▶ **What you will do**
#1 List the countries where, according to the biographical sketch of Lawrence Jeppson, he has contributed to or organized art exhibitions.
#2 In the biographical sketch of Lawrence Jeppson, what year does his interest in 20th-century tapestry trace back to?
#3 Continue the biographical sketch of Lawrence Jeppson from its last sentence.

[Document extract Boundary: Start]

Lawrence Jeppson is an art consultant, organizer and curator of art exhibitions, writer, editor and publisher, lecturer, art historian, and appraiser. He is America's leading authority on modern, handwoven French tapestries. He is expert on the works of William Henry Clapp, Nat Leeb, Tsing-fang Chen, and several French artists.

He is founding president of the non-profit Mathieu Matégot Foundation for Contemporary Tapestry, whose purview encompasses all 20th-century tapestry, an interest that traces back to 1948. For many years he represented the Association des Peintres-Cartonniers de Tapisserie and Arelis in America.

Through the Smithsonian Institution Traveling Exhibition Service, the American Federation of Arts, the Museum of Modern Art, and his own Art Circuit Services he has been a contributor to or organizer of more than 200 art exhibitions in the United States, Canada, Japan, and Taiwan. He owns AcroEditions, which publishes and/or distributes multiple-original art. He was co-founder and artistic director of Collectors' Investment Fund.

[Document extract Boundary: End]
[Provided material Boundary: Start]

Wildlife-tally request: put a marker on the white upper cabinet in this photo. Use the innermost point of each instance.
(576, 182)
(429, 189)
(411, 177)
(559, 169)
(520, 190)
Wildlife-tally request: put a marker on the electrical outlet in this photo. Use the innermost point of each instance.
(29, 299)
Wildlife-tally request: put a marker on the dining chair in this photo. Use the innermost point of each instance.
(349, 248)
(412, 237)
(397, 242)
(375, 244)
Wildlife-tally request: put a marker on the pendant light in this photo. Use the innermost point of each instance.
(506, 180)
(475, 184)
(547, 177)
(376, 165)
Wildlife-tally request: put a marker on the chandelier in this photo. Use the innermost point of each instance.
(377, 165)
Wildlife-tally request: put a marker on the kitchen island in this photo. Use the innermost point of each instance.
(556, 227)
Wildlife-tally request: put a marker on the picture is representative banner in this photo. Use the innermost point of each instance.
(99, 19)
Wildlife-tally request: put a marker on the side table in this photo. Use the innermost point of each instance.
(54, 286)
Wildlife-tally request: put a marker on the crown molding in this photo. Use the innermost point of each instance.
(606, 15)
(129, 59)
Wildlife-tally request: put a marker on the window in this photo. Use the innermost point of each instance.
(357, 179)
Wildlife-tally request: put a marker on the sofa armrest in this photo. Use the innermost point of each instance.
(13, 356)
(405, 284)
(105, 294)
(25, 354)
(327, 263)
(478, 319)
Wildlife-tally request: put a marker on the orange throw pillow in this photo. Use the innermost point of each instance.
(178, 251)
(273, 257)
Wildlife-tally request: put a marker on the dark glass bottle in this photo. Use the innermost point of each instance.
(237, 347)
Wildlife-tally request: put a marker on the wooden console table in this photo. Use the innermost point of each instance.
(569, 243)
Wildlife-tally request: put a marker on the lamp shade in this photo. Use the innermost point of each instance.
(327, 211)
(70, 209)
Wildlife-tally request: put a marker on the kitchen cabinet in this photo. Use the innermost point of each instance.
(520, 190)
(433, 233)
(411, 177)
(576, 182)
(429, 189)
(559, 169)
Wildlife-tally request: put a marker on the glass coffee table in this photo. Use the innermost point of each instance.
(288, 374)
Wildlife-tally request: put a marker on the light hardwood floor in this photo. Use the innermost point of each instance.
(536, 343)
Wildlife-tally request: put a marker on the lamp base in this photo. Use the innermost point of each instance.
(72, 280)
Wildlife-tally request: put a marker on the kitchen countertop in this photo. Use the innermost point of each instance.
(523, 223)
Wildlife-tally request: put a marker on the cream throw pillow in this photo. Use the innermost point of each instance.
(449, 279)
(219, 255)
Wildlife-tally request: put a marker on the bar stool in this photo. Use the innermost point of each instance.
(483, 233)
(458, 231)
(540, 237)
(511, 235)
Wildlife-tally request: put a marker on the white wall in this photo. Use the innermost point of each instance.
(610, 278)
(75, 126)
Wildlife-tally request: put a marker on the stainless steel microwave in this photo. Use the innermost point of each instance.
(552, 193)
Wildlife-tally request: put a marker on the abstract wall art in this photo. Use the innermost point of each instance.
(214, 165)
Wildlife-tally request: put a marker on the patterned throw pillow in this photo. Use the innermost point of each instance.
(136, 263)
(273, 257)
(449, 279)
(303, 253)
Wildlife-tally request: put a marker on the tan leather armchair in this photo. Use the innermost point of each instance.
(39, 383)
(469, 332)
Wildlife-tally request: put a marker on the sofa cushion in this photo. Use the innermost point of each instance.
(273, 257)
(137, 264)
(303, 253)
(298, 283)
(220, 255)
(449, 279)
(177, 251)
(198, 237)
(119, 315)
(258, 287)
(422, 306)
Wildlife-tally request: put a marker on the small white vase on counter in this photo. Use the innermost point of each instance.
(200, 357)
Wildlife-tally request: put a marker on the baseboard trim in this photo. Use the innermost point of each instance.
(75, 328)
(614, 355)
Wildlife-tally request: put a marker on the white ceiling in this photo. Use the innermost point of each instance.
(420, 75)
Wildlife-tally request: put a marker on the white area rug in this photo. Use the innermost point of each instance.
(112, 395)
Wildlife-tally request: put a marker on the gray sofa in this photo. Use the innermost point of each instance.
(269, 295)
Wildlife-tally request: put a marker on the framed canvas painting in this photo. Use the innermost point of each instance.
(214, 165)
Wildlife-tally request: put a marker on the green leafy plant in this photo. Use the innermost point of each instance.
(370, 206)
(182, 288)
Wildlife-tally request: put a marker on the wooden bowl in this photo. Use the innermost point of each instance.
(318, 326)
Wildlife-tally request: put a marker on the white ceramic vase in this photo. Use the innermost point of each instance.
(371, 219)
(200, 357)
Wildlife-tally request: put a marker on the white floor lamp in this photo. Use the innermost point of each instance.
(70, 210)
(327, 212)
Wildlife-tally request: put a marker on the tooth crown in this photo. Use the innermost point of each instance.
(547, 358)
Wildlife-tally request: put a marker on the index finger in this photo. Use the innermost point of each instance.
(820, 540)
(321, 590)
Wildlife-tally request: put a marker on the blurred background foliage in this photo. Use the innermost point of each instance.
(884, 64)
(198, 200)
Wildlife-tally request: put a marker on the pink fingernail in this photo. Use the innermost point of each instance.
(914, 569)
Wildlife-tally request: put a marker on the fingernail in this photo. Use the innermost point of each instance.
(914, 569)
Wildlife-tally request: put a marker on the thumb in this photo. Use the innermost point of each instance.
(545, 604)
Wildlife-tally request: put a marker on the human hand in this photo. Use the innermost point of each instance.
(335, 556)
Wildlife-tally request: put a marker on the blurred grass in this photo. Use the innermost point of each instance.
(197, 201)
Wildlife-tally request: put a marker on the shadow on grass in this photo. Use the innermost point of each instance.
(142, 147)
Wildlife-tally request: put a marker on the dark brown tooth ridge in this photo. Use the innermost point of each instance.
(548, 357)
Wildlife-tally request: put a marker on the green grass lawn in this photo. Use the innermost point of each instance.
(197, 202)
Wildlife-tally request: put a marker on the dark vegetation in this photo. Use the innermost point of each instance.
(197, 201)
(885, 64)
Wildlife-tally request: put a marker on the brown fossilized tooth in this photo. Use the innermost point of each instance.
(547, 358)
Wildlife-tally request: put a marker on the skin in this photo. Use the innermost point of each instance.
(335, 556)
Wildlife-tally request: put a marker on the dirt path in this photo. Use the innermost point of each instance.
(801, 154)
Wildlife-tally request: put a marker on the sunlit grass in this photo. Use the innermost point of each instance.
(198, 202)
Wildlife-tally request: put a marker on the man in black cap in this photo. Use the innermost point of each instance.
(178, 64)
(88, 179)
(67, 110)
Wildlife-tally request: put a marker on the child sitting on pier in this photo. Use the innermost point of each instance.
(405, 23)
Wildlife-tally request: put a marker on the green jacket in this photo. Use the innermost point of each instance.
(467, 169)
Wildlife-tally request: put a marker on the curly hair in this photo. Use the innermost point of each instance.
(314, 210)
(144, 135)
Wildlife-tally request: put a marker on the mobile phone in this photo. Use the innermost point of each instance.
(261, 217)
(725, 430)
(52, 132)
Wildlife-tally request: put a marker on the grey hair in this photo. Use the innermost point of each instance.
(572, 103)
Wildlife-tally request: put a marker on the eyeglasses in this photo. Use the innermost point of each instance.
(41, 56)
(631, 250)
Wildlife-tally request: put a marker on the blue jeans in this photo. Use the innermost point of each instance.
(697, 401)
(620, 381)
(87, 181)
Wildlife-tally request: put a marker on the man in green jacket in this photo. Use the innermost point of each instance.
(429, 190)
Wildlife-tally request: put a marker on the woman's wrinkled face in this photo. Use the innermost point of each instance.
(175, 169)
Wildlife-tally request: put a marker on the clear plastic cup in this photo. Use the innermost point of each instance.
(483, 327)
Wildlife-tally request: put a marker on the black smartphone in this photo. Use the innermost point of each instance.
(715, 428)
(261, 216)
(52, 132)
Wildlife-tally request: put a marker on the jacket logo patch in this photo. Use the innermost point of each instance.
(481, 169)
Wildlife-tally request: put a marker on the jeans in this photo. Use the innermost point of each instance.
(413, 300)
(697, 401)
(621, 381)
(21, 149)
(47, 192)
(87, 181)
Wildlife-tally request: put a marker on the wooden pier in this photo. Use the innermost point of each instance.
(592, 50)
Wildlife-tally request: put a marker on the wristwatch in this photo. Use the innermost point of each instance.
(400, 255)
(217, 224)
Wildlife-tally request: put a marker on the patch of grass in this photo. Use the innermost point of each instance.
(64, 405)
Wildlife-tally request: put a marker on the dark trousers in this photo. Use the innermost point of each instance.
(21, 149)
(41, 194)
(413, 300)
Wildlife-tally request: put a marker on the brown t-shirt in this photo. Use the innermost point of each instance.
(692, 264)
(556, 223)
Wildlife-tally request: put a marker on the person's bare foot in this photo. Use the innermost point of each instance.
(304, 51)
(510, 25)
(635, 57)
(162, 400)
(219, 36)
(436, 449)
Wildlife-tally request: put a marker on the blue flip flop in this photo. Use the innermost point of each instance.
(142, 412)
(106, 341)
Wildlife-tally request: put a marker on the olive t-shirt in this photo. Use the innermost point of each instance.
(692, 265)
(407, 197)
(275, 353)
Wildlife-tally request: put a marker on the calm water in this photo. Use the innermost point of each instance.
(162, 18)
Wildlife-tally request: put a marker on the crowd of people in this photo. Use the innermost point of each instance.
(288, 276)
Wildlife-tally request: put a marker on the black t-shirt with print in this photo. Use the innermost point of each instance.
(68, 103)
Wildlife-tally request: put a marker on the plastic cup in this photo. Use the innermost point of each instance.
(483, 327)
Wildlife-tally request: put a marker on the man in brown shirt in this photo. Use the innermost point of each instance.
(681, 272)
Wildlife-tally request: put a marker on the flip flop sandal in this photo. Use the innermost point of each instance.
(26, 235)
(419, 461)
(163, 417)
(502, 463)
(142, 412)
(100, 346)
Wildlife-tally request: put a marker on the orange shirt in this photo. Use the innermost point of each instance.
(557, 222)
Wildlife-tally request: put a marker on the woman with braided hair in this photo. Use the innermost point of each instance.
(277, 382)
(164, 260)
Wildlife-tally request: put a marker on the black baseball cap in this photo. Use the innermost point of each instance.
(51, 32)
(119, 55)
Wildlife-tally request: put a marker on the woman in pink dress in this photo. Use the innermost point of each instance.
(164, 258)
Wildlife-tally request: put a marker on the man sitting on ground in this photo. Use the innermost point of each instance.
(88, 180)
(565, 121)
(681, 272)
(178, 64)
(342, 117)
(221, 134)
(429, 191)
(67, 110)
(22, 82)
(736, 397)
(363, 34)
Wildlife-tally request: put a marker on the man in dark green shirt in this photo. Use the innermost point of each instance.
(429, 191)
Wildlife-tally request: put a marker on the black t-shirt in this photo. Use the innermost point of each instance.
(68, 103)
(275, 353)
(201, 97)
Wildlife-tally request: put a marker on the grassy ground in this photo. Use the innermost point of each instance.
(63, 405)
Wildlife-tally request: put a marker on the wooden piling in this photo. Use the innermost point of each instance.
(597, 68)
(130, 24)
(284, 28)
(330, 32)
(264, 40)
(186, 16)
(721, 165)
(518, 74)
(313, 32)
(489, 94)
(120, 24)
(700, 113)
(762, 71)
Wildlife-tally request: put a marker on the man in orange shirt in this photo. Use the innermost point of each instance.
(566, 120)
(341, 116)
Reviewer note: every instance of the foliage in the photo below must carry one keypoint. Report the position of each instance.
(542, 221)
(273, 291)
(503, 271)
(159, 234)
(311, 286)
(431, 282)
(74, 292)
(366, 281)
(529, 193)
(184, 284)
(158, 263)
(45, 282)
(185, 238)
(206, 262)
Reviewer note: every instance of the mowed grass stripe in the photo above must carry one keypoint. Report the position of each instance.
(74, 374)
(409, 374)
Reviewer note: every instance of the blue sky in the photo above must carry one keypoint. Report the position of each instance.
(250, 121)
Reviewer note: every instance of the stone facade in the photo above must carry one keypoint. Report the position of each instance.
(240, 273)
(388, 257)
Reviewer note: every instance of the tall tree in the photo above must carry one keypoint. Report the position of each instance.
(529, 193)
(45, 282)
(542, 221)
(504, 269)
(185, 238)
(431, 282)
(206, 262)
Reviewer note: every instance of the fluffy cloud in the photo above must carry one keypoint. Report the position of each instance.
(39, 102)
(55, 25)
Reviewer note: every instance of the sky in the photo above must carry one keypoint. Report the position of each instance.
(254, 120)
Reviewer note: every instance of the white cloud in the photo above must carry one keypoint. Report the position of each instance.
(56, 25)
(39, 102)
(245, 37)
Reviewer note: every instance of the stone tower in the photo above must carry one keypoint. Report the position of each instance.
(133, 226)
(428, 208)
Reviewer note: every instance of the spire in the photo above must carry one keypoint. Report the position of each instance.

[Provided material Boundary: End]

▶ **Expected responses**
#1 United States, Canada, Japan, Taiwan

#2 1948

#3
He is the director of the Spring Arts Foundation; Utah Cultural Arts Foundation, and the Fine Arts Legacy Foundation

Lawrence is an early-in-the-month home teacher, whose beat is by elevator. In addition, he has spent the past six years hosting and promoting reunions of the missionaries who served in the French Mission (France, Belgium, and Switzerland) during the decade after WWII.